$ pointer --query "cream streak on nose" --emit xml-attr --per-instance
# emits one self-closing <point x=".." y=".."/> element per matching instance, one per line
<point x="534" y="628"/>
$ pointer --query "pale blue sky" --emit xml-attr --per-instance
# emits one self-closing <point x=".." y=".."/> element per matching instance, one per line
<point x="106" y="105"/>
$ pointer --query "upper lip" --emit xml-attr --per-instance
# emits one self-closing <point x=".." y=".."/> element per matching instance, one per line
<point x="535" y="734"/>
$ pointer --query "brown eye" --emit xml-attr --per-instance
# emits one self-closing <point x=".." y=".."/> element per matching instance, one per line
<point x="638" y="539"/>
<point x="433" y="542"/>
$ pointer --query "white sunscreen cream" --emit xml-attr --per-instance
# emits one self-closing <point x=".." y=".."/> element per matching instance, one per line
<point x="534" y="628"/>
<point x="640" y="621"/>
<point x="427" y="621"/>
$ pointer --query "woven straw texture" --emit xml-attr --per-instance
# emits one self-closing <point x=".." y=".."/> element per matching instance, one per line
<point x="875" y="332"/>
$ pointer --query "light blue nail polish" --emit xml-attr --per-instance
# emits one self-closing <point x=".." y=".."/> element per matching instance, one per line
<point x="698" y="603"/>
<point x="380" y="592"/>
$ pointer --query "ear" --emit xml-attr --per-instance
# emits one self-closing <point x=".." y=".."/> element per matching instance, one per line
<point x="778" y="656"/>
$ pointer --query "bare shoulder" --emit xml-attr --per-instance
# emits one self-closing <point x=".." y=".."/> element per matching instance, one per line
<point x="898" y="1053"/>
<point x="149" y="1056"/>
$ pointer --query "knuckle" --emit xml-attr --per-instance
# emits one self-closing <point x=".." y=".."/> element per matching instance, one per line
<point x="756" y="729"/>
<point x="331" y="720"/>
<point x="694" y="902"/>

_ _ _ _

=== Aim of the task ===
Swap every "xml-attr" in the material above for "xml-inline", and reproduce the whole material with nothing else altered.

=== Response to this exercise ===
$ pointer --query "cream streak on nose" --emit xml-inline --per-instance
# emits one self-closing <point x=".." y=".."/> element per matching instance, one per line
<point x="534" y="628"/>
$ pointer --query "pale blue sky" --emit xml-inline --per-instance
# emits one self-closing <point x=".." y=".."/> element per matching instance, one per line
<point x="106" y="105"/>
$ pointer --query "upper lip" --emit xml-inline --per-instance
# emits one self-closing <point x=".." y=".."/> element per matching instance, one per line
<point x="535" y="734"/>
$ pointer --query "brown eye" --emit xml-inline --per-instance
# emits one self-closing <point x=".." y=".."/> element per matching instance, one per line
<point x="638" y="539"/>
<point x="433" y="542"/>
$ pointer --query "white sunscreen cream" --emit xml-inline --per-instance
# emits one self-closing <point x=".." y=".."/> element per matching instance, one per line
<point x="534" y="628"/>
<point x="640" y="621"/>
<point x="427" y="621"/>
$ pointer --query "woven straw texture" --emit xml-inline --per-instance
# emits one self-closing <point x=".." y=".."/> element per matching instance, one per line
<point x="875" y="332"/>
$ pointer --query "light blue nail polish" --emit xml-inline --per-instance
# emits one self-closing <point x=".." y=".."/> element per matching instance, one per line
<point x="698" y="603"/>
<point x="380" y="592"/>
$ pointer --query "ear" --emit xml-inline --per-instance
# emits one self-closing <point x=".." y=".."/> element per matching instance, one per line
<point x="778" y="656"/>
$ pointer --query "bare shoulder" --emit xml-inline --per-instance
# emits one self-closing <point x=".." y=".."/> element per matching instance, one per line
<point x="898" y="1053"/>
<point x="149" y="1056"/>
$ pointer --query "knuckle" --emit xml-inline --per-instance
# emits one self-closing <point x=".." y=".."/> element per matching instance, one per line
<point x="756" y="729"/>
<point x="331" y="720"/>
<point x="694" y="902"/>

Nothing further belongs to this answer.